Saved entries:

--

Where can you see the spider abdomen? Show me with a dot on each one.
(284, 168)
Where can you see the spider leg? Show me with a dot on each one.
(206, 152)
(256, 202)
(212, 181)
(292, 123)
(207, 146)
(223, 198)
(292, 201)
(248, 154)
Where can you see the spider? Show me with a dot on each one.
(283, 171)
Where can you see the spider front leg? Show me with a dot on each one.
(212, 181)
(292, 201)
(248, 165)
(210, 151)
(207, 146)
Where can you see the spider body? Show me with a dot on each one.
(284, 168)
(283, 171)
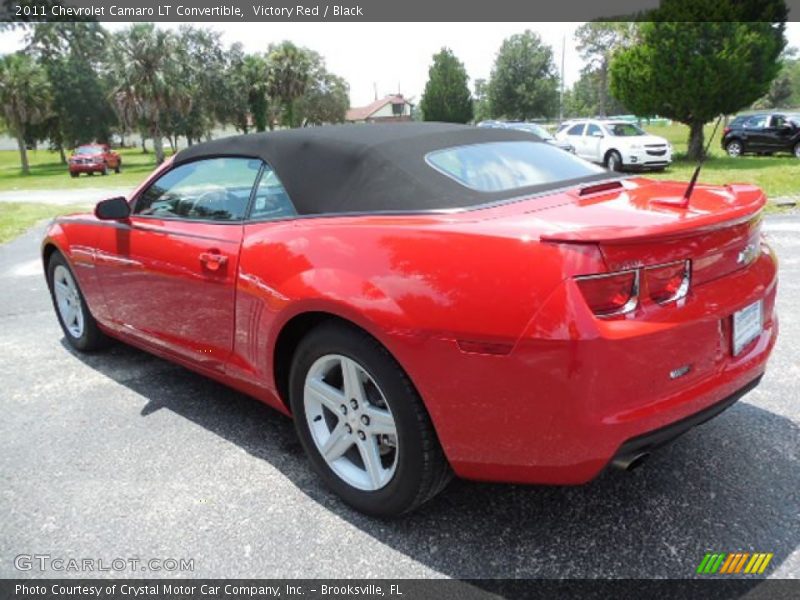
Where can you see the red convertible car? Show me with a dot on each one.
(94, 158)
(430, 299)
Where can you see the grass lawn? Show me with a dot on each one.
(777, 175)
(48, 172)
(16, 217)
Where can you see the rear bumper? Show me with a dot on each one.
(644, 444)
(576, 391)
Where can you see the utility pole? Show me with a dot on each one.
(561, 99)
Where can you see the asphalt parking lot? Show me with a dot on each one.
(124, 455)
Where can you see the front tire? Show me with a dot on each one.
(734, 148)
(80, 328)
(614, 161)
(362, 423)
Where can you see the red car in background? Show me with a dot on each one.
(94, 158)
(429, 299)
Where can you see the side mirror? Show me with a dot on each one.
(112, 209)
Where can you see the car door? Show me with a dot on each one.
(592, 143)
(755, 135)
(574, 135)
(168, 273)
(778, 133)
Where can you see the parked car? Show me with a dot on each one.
(94, 158)
(619, 145)
(533, 128)
(436, 299)
(762, 133)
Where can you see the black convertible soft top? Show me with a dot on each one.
(367, 168)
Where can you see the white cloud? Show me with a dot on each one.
(392, 56)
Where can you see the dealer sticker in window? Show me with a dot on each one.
(747, 325)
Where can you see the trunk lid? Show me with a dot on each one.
(643, 222)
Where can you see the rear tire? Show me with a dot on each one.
(80, 327)
(411, 466)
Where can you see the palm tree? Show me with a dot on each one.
(147, 81)
(24, 98)
(288, 77)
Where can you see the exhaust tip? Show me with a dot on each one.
(631, 462)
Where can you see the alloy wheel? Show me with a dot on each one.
(68, 301)
(350, 422)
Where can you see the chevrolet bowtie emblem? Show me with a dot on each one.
(746, 255)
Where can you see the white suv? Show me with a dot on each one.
(616, 144)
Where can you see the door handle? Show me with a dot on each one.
(213, 260)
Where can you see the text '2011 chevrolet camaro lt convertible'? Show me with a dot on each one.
(429, 299)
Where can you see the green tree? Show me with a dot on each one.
(25, 97)
(482, 110)
(524, 81)
(254, 75)
(288, 77)
(72, 55)
(148, 84)
(691, 70)
(598, 41)
(326, 99)
(447, 97)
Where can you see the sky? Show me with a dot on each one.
(393, 56)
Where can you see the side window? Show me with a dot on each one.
(575, 129)
(757, 122)
(271, 201)
(591, 129)
(216, 189)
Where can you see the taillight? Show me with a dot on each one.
(667, 283)
(610, 294)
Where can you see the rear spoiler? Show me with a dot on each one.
(692, 224)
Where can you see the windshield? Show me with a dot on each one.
(88, 150)
(624, 129)
(502, 166)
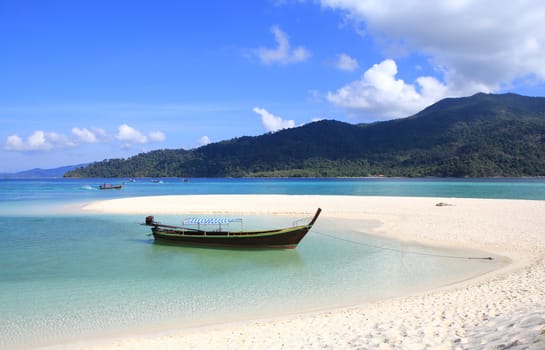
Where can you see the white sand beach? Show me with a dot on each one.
(503, 309)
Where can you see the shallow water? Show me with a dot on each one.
(65, 277)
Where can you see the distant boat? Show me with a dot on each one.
(111, 187)
(284, 238)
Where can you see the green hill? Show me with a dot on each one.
(478, 136)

--

§ **Requirements**
Update the records above by replacing every "Show me with a dot on each one" with "Mark each one with a dot" and keeping everything else the same. Leave the pictures out of your answer.

§ **Response**
Where can you see the spider abdomen? Mark each one with a dot.
(284, 168)
Where can you see the spider leg? Mark each one with a dot.
(206, 152)
(256, 202)
(212, 181)
(292, 123)
(207, 146)
(223, 198)
(292, 201)
(248, 154)
Where can you see the spider? Mark each one with a dot.
(283, 171)
Where can you see the spider front leg? Mark each one with a dot.
(212, 181)
(292, 201)
(248, 165)
(210, 151)
(207, 146)
Where can you see the spider body? Mark each one with a dot.
(284, 168)
(283, 171)
Where can you see the red convertible car? Mark each one with a dot.
(94, 158)
(430, 299)
Where can you see the grass lawn? Mark each one with a dot.
(777, 175)
(48, 172)
(16, 217)
Where can you see the rear bumper? Mark each one with a dot.
(644, 444)
(576, 391)
Where can you see the utility pole? Mark each one with a dot.
(561, 99)
Where can you see the asphalt parking lot? Mark each one with a dot.
(124, 455)
Where can you see the front tire? Mark each one with a dot.
(734, 148)
(80, 328)
(614, 161)
(362, 423)
Where can you see the red car in background? Mark each one with a dot.
(94, 158)
(429, 299)
Where can you see the side mirror? Mark each one with a dot.
(112, 209)
Where can you see the car door? Mark each one with a dot.
(592, 143)
(755, 135)
(574, 135)
(168, 273)
(778, 133)
Where can you see the parked car? Mark each one with a dot.
(94, 158)
(619, 145)
(533, 128)
(436, 299)
(762, 133)
Where can you see the black convertible soft top? Mark each one with a dot.
(367, 168)
Where can you see the white cloud? Mark each one with a dot.
(392, 56)
Where can you see the dealer sticker in window? Mark each one with a dot.
(747, 325)
Where can you see the trunk lid? Mark each one with a dot.
(643, 222)
Where can you see the rear tire? Mark each one with a dot.
(80, 327)
(411, 466)
Where can you see the palm tree? Mark each one with a dot.
(147, 81)
(24, 98)
(288, 77)
Where can you see the exhaust tip? Mark each one with a dot.
(631, 462)
Where can you see the alloy wheel? Mark each one with a dot.
(68, 301)
(350, 422)
Where can you see the chevrolet bowtie emblem? Mark each one with a dot.
(746, 255)
Where can you see the white suv? Mark each one with a dot.
(616, 144)
Where can you see the door handle? Mark each one with a dot.
(213, 260)
Where can you see the text '2011 chevrolet camaro lt convertible'? Mark each one with a dot.
(429, 299)
Where can you see the green tree? Mark each one with a dot.
(25, 97)
(482, 110)
(524, 81)
(254, 75)
(288, 77)
(72, 55)
(148, 84)
(691, 70)
(598, 41)
(326, 99)
(447, 97)
Where can you see the sky? Mark each one with a dot.
(393, 56)
Where can you see the side window? Mark each one with a dot.
(575, 129)
(757, 122)
(271, 201)
(591, 129)
(216, 189)
Where can you see the taillight? Mark each one with a dot.
(667, 283)
(610, 294)
Where can you see the rear spoiler? Mark each one with a dot.
(692, 224)
Where can you see the windshield? Mark each one with a dot.
(88, 150)
(624, 129)
(502, 166)
Where can you see the white sand beach? Mark each one with a dot.
(503, 309)
Where can you see the shallow water? Mark each one with a dot.
(65, 277)
Where can you see the distant boat? Mark each one with a dot.
(111, 187)
(284, 238)
Where can you see the green hill? Mark each one with a dot.
(478, 136)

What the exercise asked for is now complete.